▸ What you should do: Could you filter the listing below and copy every line that contains the word "reindeer"? Case counts, so match capital and lowercase letters as given.

─── Records for this exercise ───

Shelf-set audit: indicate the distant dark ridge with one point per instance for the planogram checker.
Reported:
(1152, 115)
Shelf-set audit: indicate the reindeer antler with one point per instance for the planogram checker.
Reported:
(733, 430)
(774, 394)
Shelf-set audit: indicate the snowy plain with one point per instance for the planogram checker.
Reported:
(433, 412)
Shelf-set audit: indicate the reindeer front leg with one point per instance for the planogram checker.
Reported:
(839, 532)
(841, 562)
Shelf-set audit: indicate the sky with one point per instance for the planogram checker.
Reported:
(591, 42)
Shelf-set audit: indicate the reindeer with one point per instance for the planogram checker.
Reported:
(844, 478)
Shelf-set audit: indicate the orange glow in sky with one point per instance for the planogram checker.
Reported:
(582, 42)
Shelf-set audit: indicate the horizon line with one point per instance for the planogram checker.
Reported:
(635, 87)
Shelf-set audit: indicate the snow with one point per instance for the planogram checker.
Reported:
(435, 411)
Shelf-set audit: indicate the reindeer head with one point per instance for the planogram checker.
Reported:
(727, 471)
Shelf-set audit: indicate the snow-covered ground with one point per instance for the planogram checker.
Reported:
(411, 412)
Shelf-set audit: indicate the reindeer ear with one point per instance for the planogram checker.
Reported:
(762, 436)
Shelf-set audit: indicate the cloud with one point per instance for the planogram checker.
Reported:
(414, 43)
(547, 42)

───
─── Records for this exercise ───

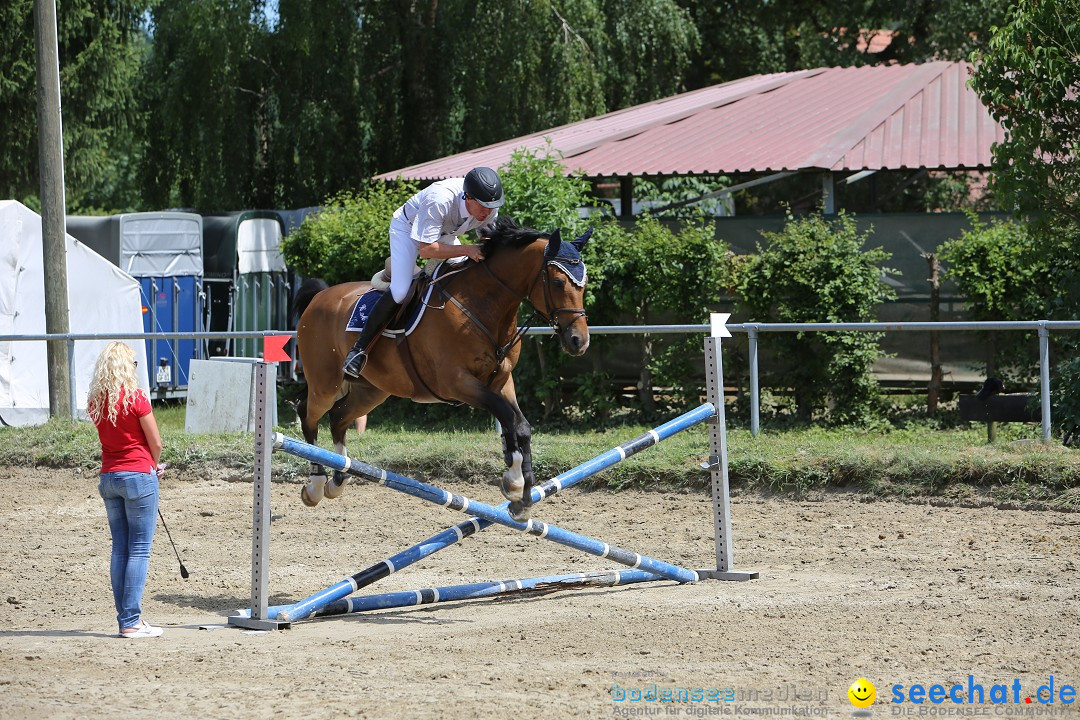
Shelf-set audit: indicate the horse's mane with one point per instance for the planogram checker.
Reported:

───

▸ Output for this task:
Shelf-set audit: indicate the reindeer antler with one point per instance for the planogram checker.
Shelf-set audit: indicate the reindeer front leg with one point per instance for the planogram checker.
Shelf-set audit: indicate the reindeer with one point per instance for the planogram checker.
Shelf-set audit: indicate the reindeer head with one point per instance for the planogram checker.
Shelf-set audit: indicate the reindeer ear with one point per instance for the planogram checker.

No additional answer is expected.